##### INPUT RECORDS
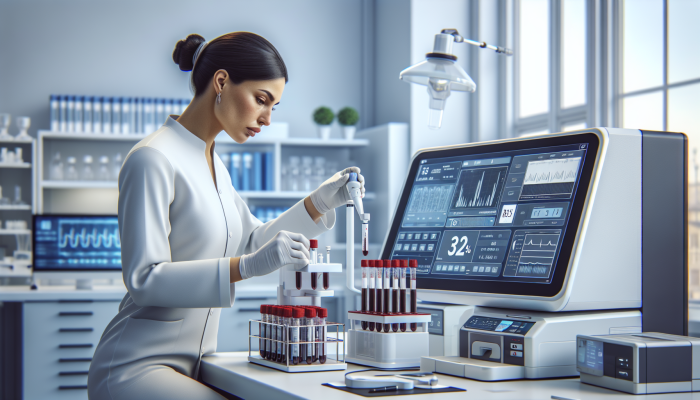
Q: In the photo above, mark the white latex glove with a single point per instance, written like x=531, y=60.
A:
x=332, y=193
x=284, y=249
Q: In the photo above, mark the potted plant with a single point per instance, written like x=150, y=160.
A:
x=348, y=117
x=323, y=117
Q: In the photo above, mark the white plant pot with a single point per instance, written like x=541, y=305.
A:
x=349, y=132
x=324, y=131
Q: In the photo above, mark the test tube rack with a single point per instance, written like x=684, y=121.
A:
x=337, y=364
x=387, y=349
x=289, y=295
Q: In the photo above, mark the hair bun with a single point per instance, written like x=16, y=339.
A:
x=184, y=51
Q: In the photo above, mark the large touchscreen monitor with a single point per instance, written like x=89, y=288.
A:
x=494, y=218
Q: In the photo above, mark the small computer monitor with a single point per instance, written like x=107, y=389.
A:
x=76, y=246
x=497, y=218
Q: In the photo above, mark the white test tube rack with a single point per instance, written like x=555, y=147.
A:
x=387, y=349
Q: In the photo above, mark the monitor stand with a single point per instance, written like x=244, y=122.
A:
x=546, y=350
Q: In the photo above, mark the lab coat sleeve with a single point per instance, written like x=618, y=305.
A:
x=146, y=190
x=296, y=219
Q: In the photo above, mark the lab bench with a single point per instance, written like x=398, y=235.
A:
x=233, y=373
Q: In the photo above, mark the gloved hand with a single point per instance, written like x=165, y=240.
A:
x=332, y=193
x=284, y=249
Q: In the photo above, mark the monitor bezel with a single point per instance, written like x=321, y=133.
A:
##########
YOUR GOAL
Rewrite the entries starting at the beginning and ending at the line containing "x=324, y=131", changing "white plant pot" to "ceramic planter" and leaving everything else unchanged. Omit the pictures from your answer.

RESPONSE TO THE TASK
Q: In the photo above, mark the white latex glove with a single point per instance, written like x=531, y=60.
A:
x=332, y=193
x=284, y=249
Q: In the photo above, mark the potted plant with a single point per instance, written like x=150, y=160.
A:
x=348, y=117
x=323, y=117
Q: In the photo above, mark the ceramic planter with a single point per instance, written like x=541, y=305.
A:
x=349, y=132
x=324, y=131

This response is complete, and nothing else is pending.